BRIEF -> Exact wording is required: give all the records again, minus the pictures.
▶
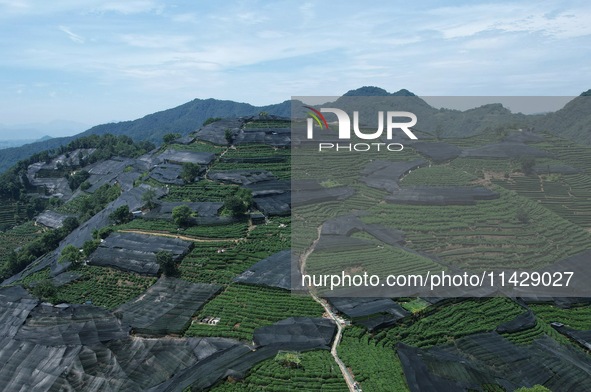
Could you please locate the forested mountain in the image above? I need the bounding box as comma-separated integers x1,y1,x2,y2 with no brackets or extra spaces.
0,98,292,173
2,88,590,174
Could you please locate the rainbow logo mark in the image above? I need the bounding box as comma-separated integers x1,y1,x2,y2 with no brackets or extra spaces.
304,106,330,130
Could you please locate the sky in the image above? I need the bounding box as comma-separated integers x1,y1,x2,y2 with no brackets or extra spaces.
0,0,590,135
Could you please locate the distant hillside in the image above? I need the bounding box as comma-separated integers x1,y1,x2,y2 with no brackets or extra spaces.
535,92,591,144
2,87,591,173
342,86,416,97
0,98,292,173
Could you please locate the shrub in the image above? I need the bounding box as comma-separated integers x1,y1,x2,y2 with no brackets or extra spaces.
109,205,133,224
172,204,193,227
156,251,177,276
◀
YOUR SOLUTION ->
Could you please locate the forested mountain in the image above? I need the bounding box as comma-separated integers x1,y1,x2,y2 with no brackets or extra spaces.
0,98,292,173
2,88,590,174
Could you please locate the rainbow logo mark in the image above? I need the bounding box as comma-separated integers x1,y1,x2,y2 with no brackets or extra spaces.
304,106,330,130
Could you please locate the sky in the image above? I need the bounding box as comma-separated integers x1,y1,x2,y2 with no brackets or extra spaces.
0,0,590,135
Could you please locate the distant hillside in the image above? I need the bounding box as comma-separated integers x1,y1,x2,y2 with no brackets or extra spaces.
535,92,591,144
2,87,591,173
342,86,416,97
0,98,292,173
Could you please locate the shrub in the image above? I need the bounding box as comma-separated integers x1,y1,x2,y2 with no brackets or extra spaces.
109,205,133,224
172,204,193,227
156,251,177,276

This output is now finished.